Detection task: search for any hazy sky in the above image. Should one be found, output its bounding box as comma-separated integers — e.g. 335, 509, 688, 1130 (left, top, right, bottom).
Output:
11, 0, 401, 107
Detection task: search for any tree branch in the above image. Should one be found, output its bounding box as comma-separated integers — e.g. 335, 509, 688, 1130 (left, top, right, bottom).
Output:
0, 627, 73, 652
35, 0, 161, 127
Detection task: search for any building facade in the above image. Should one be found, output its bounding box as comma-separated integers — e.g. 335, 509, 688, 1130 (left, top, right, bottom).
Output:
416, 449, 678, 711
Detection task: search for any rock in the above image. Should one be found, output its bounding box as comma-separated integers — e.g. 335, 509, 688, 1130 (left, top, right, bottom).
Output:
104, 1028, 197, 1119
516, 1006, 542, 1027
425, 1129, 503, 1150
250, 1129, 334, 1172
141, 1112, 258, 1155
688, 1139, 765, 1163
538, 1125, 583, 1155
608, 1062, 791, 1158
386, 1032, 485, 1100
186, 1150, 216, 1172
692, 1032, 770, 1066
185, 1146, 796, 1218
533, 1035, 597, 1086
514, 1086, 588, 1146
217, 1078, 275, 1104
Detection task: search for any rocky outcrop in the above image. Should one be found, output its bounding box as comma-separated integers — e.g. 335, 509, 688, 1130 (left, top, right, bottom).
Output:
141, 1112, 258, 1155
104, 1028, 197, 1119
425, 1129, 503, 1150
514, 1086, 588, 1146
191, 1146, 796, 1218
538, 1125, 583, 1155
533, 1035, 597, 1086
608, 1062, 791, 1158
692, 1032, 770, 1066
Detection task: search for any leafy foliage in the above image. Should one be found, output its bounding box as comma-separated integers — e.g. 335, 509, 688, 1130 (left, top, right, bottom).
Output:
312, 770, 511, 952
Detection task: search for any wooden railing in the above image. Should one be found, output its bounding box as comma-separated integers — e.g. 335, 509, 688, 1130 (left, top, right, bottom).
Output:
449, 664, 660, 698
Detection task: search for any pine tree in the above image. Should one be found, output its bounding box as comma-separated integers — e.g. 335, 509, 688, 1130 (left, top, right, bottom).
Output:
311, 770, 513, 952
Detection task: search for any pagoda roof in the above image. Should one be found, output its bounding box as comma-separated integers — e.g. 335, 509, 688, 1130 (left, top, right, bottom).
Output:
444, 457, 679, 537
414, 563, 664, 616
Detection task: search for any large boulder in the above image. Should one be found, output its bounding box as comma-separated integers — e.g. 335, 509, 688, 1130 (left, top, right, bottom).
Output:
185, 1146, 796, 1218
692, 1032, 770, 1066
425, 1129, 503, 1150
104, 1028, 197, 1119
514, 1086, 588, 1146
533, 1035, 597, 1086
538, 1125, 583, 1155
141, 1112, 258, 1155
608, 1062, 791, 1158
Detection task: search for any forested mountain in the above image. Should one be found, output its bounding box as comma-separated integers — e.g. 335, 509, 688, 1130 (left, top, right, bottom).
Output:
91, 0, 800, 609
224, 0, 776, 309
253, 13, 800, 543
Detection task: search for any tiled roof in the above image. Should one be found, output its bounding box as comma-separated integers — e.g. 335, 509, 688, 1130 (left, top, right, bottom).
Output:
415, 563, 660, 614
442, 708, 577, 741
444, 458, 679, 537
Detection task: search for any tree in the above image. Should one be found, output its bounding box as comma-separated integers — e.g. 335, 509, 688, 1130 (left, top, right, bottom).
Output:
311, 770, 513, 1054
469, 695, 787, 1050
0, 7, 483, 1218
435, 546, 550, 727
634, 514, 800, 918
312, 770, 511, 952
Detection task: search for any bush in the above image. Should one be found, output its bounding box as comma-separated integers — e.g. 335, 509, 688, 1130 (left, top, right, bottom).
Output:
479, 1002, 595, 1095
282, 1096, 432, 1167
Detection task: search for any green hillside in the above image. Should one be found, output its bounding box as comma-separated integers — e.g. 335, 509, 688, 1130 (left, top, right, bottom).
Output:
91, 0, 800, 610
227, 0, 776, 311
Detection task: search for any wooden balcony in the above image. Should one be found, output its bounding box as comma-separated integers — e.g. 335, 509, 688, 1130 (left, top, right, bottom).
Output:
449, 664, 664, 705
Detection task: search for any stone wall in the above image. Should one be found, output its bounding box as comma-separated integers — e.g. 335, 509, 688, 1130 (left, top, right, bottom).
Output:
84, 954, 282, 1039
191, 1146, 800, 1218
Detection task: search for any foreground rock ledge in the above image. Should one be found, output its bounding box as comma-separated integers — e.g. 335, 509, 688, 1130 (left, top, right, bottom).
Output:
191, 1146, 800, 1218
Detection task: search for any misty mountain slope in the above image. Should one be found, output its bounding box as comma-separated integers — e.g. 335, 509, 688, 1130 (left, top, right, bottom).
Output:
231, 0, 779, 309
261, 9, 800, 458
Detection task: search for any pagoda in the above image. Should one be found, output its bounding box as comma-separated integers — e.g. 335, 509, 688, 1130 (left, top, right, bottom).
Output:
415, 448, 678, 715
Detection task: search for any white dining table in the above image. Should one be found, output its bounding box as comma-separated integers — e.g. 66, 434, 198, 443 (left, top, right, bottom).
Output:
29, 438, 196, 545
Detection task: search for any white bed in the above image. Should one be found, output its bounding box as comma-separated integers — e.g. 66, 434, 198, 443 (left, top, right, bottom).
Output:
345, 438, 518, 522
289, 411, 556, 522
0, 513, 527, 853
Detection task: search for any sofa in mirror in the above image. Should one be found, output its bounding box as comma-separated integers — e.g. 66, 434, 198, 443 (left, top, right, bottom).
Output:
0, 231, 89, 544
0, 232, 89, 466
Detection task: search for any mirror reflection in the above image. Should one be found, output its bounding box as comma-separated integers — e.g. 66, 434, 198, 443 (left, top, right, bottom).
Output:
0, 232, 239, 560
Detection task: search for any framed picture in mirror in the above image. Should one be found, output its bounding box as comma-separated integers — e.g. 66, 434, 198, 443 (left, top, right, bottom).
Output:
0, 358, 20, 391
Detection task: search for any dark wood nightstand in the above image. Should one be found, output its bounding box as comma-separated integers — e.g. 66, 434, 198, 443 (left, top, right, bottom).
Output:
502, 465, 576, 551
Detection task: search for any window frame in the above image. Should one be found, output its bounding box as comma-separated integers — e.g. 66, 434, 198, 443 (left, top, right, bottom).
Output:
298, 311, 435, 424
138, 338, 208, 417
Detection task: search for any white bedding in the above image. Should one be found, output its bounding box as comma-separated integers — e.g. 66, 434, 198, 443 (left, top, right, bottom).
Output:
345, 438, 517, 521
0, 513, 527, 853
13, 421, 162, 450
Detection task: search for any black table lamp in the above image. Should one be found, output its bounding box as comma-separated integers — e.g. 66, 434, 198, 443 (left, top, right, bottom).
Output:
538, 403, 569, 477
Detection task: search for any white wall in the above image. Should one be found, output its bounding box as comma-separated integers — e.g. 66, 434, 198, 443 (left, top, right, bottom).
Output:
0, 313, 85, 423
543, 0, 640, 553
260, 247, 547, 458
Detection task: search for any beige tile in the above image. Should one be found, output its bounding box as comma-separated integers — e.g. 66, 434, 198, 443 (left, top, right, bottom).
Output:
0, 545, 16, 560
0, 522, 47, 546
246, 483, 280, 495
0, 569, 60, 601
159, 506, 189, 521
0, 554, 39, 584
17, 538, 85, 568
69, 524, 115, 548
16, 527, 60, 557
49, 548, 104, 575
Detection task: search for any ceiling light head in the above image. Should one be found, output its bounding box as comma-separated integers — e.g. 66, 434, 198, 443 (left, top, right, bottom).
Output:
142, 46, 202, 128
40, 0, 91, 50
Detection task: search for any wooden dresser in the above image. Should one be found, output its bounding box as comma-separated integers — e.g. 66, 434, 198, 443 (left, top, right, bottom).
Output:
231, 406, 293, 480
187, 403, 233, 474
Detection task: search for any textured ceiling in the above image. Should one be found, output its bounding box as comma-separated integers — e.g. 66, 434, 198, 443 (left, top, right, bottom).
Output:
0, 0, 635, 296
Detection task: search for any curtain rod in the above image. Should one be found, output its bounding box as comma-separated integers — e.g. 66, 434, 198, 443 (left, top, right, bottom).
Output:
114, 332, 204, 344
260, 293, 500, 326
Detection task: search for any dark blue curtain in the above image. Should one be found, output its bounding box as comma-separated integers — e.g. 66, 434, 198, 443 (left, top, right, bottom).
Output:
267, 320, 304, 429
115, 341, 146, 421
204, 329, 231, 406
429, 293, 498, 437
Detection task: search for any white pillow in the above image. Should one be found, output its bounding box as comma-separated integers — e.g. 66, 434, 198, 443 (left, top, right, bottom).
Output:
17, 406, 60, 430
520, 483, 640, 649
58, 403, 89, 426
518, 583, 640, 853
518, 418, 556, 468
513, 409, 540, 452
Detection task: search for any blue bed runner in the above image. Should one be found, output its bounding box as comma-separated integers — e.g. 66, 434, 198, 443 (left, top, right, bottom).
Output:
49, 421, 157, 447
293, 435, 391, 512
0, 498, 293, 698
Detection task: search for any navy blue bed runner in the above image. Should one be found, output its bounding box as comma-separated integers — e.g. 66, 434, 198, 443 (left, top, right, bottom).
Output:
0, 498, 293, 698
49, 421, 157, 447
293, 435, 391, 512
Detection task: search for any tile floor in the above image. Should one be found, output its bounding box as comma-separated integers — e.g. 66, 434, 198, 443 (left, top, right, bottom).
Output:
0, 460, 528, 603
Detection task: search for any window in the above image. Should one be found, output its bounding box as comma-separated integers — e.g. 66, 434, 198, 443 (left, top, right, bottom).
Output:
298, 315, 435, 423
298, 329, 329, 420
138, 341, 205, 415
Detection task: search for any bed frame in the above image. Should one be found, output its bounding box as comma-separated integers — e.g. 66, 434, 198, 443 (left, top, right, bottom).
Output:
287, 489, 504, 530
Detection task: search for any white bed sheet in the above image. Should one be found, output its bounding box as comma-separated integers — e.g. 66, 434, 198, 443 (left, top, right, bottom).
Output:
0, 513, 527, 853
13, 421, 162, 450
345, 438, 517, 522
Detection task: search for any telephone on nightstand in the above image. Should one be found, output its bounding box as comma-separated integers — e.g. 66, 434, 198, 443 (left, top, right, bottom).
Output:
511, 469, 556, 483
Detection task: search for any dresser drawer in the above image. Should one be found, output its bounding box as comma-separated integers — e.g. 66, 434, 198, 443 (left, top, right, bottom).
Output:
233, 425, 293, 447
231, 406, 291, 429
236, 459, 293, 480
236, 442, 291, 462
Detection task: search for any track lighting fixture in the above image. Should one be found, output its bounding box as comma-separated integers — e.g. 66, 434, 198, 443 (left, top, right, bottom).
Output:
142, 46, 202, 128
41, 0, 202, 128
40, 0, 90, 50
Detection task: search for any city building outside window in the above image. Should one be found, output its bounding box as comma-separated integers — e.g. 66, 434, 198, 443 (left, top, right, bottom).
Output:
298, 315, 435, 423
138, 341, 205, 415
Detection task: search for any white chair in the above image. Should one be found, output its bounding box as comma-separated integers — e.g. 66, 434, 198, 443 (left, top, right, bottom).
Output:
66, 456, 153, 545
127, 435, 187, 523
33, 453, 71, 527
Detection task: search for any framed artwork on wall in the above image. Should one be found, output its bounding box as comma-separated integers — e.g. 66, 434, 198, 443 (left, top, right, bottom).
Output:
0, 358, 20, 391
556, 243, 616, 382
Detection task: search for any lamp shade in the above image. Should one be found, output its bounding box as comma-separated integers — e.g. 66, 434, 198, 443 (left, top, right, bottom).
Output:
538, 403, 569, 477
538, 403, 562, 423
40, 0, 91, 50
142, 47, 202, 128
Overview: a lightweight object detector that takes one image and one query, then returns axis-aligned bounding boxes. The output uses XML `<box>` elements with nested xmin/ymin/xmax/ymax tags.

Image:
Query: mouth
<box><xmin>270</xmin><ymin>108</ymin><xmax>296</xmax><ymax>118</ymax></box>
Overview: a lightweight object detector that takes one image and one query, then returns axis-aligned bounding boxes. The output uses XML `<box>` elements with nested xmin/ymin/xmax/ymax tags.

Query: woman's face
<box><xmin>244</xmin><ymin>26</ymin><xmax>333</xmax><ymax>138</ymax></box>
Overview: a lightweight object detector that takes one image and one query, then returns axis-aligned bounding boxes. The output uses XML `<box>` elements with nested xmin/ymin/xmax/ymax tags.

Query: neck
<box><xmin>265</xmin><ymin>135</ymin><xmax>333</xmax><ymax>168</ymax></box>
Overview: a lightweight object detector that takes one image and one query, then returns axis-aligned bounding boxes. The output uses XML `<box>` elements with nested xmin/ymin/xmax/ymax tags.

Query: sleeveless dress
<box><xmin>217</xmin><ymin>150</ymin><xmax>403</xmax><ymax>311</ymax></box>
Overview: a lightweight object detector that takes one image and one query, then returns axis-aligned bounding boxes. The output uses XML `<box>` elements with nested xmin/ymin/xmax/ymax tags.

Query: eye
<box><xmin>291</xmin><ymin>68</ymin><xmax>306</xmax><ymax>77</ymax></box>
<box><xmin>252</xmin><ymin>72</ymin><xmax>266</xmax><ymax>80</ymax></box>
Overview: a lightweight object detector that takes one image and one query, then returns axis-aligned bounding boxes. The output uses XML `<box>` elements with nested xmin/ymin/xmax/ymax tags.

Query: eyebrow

> _Written task_: Could you rewrite the entries from the start through the line containing "11, 0, 401, 107", inclusive, with "hazy sky" replaced by "cloudy sky" and everything else left unchanged?

> _Answer for the task_:
Detection task: search for any cloudy sky in the above image. Should one be found, output its bounding box as comma-separated integers — e.g. 335, 509, 688, 1130 (left, top, right, bottom).
Output:
11, 0, 401, 107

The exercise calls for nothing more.